- Action item -
Each entry needs to be repeated exactly, with nothing added or removed.
── Supplied entries
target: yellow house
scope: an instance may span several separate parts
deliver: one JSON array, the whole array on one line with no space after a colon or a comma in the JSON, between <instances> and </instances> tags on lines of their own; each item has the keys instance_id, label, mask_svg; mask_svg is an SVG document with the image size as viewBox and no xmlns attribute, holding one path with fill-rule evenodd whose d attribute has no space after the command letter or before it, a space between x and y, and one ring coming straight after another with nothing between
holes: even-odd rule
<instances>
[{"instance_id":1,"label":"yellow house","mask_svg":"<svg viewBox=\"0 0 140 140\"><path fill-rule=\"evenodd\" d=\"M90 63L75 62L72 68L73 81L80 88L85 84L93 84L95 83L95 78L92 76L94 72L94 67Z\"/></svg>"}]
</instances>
────
- Answer -
target: yellow house
scope: an instance may span several separate parts
deliver: one JSON array, the whole array on one line with no space after a colon or a comma in the JSON, between <instances> and </instances> tags on lines of their own; each item has the keys instance_id, label, mask_svg; mask_svg is an SVG document with the image size as viewBox and no xmlns attribute, holding one path with fill-rule evenodd whose d attribute has no space after the command letter or before it, a space between x and y, and one ring coming straight after another with nothing between
holes: even-odd rule
<instances>
[{"instance_id":1,"label":"yellow house","mask_svg":"<svg viewBox=\"0 0 140 140\"><path fill-rule=\"evenodd\" d=\"M90 63L75 62L72 68L73 81L80 88L85 84L93 84L95 83L95 78L92 76L94 72L94 67Z\"/></svg>"}]
</instances>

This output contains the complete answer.